▸ WORK TO COMPLETE: In the post on innovation funding and mental health in Jersey, where did Elizabeth Fry stay when she came to Jersey?
[Start of EXCERPT]
Monday, January 14, 2013

Innovation funding and mental health in Jersey



Elizabeth Fry “the angel of prisons” came to Jersey in the 1830’s. She stayed at Caledonia Cottage in St Aubin.
As the daughter of banking parents (Gurney and Barclay) and married  to a banker and tea dealer – Joseph Fry – in the modern context of the finance world she would seem like the perfect immigrant in a community obsessed with recruiting “high net worth” newcomers.
In fact, her husband’s banking business went bust and he was left as the tea merchant side of the more famous and successful W.S. Fry empire.
But Elizabeth remained financially secure.

In Jersey, Elizabeth did what immigrants are generally discouraged from doing today – she interfered in local politics - particularly with regard to the appalling conditions in Jersey’s prison. Of course, prisons were her speciality campaigning cause in England and beyond, but she was from a family of Quakers and such reforming motivation was in her blood – and spirit.

By 1837 Elizabeth’s campaigning locally and at Westminster had resulted in the construction of a new Jersey prison – so she understood all about innovation, how to attract funds, gain support and to achieve results…

Today there were two scrutiny hearings taking place at more or less the same time.
[End of EXCERPT]
[Start of PROVIDED MATERIAL]
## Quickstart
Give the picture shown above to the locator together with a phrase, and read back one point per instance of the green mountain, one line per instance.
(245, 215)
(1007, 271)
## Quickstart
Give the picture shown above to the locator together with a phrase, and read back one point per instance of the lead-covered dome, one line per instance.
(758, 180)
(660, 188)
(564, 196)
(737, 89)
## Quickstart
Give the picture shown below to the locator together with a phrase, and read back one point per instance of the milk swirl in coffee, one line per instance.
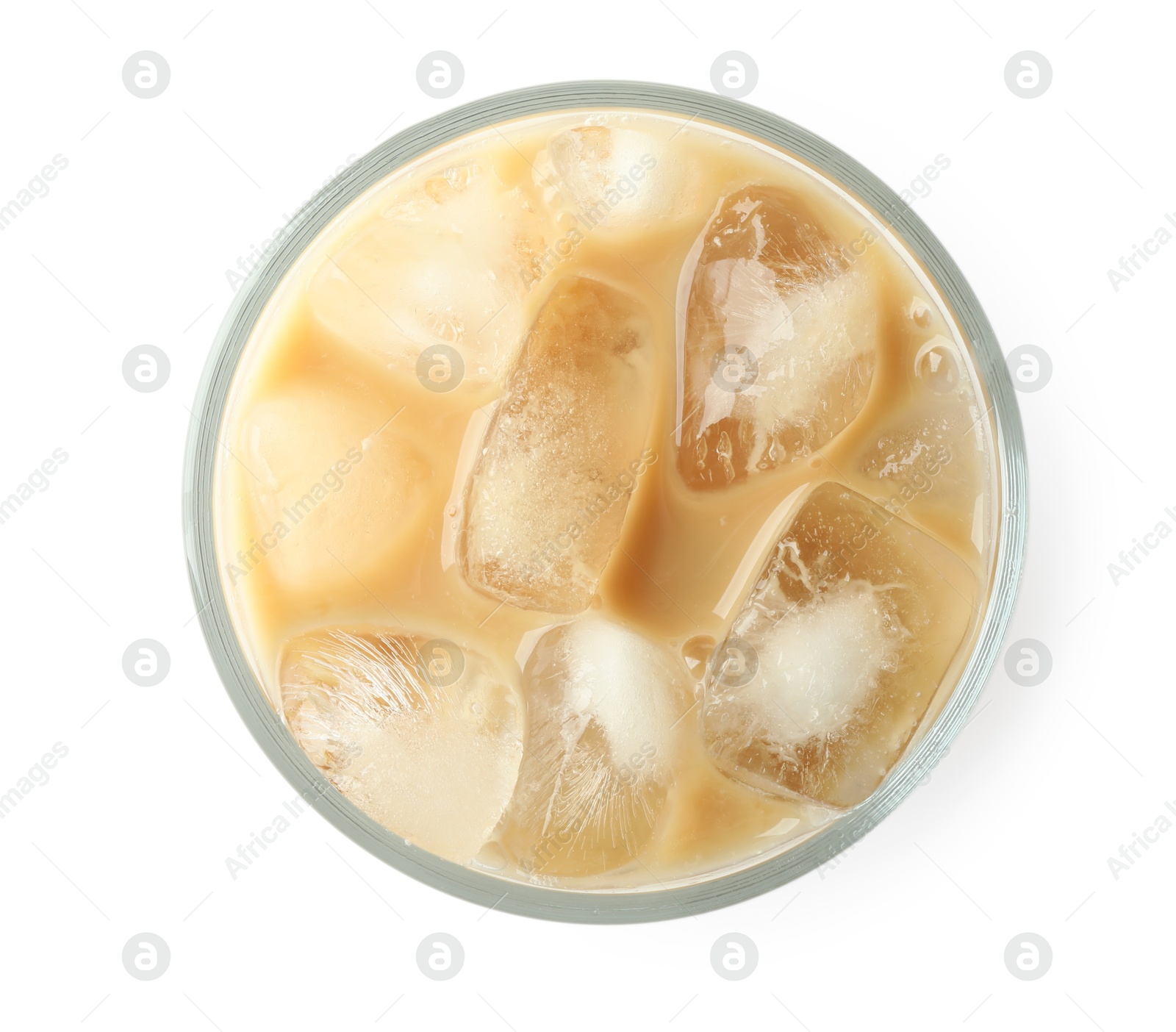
(606, 501)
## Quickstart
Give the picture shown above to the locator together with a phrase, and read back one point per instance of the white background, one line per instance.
(1014, 829)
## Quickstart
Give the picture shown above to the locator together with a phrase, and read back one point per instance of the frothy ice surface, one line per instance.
(852, 624)
(562, 453)
(772, 294)
(434, 763)
(603, 703)
(448, 265)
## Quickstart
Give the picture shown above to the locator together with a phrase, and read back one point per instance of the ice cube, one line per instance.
(334, 486)
(421, 735)
(603, 704)
(836, 653)
(447, 266)
(929, 461)
(781, 328)
(562, 453)
(612, 176)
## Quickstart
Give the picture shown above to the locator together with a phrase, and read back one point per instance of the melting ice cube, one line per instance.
(838, 651)
(603, 704)
(780, 335)
(423, 736)
(448, 266)
(562, 453)
(612, 176)
(929, 461)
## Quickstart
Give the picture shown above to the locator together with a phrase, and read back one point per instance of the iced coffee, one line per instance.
(607, 501)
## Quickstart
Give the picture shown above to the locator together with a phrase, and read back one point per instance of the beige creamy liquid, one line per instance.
(347, 478)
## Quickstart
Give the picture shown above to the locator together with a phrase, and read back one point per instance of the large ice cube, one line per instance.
(780, 334)
(562, 453)
(838, 651)
(612, 176)
(334, 486)
(447, 266)
(423, 736)
(929, 461)
(603, 703)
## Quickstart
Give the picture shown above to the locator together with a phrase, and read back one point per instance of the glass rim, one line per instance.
(600, 906)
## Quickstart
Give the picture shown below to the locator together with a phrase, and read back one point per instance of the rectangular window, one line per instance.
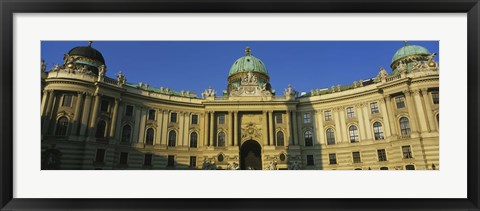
[End of PROVIDED MATERIAL]
▸ RESPONSE TO THIS EXERCISE: She stayed at Caledonia Cottage in St Aubin.